◆ **SELECTED EXCERPT**:
- - - - -

The cognitively illiberal state.

AuthorKahan, Dan M.

INTRODUCTION I. THE CULTURAL COGNITION OF HARM II. THE PROBLEM OF COGNITIVE ILLIBERALISM A. "Culture Wars ": Facts, Not Values B. Now You See It, Now You Don't 1. Sodomy and drugs 2. Guns 3. Smoking 4. Nuclear energy & global warming III. A DISCOURSE NORM SOLUTION A. Against Public Reason B. For Expressive Overdetermination 1. What expressive overdetermination is 2. How expressive overdetermination works 3. Why expressive overdetermination is morally desirable CONCLUSION INTRODUCTION

Liberal ideals figure prominently in American law and political culture. The ban on state endorsement of partisan visions of the good animates dominant understandings of the individual rights provisions of the Constitution. (1) The duty of lawmakers, judges, and citizens to justify their positions on grounds susceptible of affirmation by persons of diverse moral persuasions--paradigmatically, the prevention of harm--is deeply woven into prevailing norms of legal and political discourse. (2) No thoughtful observer would assert that the United States is today a perfectly liberal state, but none could realistically deny the persistent (if uneven and contested) influence the aspiration to become one has had on the development of American institutions. (3)

My goal in this Article is to identify a distinctive ground for questioning the viability of the liberal project. Unlike many well-known critiques of liberalism, the concern I will raise does not question either the normative appeal or the conceptual coherence of the liberal commitment to neutrality. (4) I will suggest instead an important practical barrier to the attainment of this ideal. My objection to liberalism is neither metaphysical nor political (5) but cognitive: we lack the psychological capacity, I'll suggest, to make, interpret, and administer law without indulging sensibilities pervaded by our attachments to highly contested visions of the good.

The foundation of my argument is the phenomenon of "cultural cognition." (6) Cultural cognition refers to a collection of psychological mechanisms that moor our perceptions of societal danger to our cultural values. In appraising societal risks, for example, we rely critically on value-pervaded emotions such as fear and disgust. To minimize dissonance, we more readily notice and recall instances of calamity that appear to be occasioned by behavior we abhor than by behavior we revere. Where members of society disagree about the harmfulness of a particular form of conduct, we instinctively trust those who share our values--and whose judgments are likely to be biased in a particular direction by emotion, dissonance avoidance, and related mechanisms.

- - - - -

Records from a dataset
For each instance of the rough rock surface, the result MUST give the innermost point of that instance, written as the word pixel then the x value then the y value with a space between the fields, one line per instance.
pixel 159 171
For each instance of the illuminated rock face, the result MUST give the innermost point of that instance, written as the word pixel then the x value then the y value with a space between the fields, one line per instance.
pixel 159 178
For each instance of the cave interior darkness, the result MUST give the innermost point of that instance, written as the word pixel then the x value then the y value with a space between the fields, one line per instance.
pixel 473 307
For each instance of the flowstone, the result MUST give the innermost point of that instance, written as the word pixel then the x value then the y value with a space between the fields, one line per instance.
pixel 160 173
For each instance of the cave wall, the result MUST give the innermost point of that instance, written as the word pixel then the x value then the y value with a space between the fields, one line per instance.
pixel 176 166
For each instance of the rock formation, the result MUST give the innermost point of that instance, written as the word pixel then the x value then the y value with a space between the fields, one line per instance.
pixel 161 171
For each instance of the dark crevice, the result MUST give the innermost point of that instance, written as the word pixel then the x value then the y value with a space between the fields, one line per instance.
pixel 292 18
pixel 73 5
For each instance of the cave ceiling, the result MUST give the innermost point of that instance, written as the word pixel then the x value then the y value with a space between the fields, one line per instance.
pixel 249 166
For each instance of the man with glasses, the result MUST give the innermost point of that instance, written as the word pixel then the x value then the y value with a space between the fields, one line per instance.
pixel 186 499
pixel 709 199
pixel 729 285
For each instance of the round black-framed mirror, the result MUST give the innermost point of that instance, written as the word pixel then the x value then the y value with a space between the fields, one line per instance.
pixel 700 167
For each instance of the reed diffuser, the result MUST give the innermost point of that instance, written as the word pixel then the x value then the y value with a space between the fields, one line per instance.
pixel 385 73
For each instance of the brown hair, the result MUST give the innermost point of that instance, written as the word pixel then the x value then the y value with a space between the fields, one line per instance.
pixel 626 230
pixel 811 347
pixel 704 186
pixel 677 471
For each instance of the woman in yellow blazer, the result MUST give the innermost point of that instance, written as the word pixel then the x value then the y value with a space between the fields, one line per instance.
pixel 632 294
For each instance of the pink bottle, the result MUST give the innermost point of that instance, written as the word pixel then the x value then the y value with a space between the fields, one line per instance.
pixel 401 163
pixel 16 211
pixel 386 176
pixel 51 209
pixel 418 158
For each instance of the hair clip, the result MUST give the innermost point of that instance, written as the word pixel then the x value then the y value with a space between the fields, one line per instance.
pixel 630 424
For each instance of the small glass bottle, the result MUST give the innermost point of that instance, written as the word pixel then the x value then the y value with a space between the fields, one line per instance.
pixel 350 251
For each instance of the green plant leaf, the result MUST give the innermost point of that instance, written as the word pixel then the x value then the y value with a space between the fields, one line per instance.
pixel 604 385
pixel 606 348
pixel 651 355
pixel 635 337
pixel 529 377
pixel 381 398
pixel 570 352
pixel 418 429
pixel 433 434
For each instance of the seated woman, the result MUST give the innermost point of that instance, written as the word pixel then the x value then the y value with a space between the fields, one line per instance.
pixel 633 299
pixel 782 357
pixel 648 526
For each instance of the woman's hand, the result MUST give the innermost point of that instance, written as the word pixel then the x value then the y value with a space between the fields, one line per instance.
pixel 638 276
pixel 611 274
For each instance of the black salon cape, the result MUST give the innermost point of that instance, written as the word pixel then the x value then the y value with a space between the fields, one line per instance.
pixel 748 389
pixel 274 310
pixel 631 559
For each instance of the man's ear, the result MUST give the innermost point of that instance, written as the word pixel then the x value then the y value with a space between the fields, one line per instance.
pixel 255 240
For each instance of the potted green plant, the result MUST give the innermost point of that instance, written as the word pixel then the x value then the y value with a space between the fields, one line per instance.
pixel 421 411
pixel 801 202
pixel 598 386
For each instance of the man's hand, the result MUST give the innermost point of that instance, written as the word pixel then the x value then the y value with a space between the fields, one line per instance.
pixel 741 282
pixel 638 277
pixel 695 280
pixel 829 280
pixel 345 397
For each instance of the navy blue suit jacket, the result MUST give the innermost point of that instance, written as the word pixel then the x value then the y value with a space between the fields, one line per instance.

- - - - -

◆ **SET OF TASKS**:
**1)** Reproduce the part of the article on the cognitively illiberal state that begins at the words "My goal in this" and stops after "of the good.".
**2)** In the article on the cognitively illiberal state, what does cultural cognition refer to?
The data has no role here.

◆ **PER-TASK ANSWERS**:
**1)**
My goal in this Article is to identify a distinctive ground for questioning the viability of the liberal project. Unlike many well-known critiques of liberalism, the concern I will raise does not question either the normative appeal or the conceptual coherence of the liberal commitment to neutrality. (4) I will suggest instead an important practical barrier to the attainment of this ideal. My objection to liberalism is neither metaphysical nor political (5) but cognitive: we lack the psychological capacity, I'll suggest, to make, interpret, and administer law without indulging sensibilities pervaded by our attachments to highly contested visions of the good.

**2)** A collection of psychological mechanisms that moor our perceptions of societal danger to our cultural values.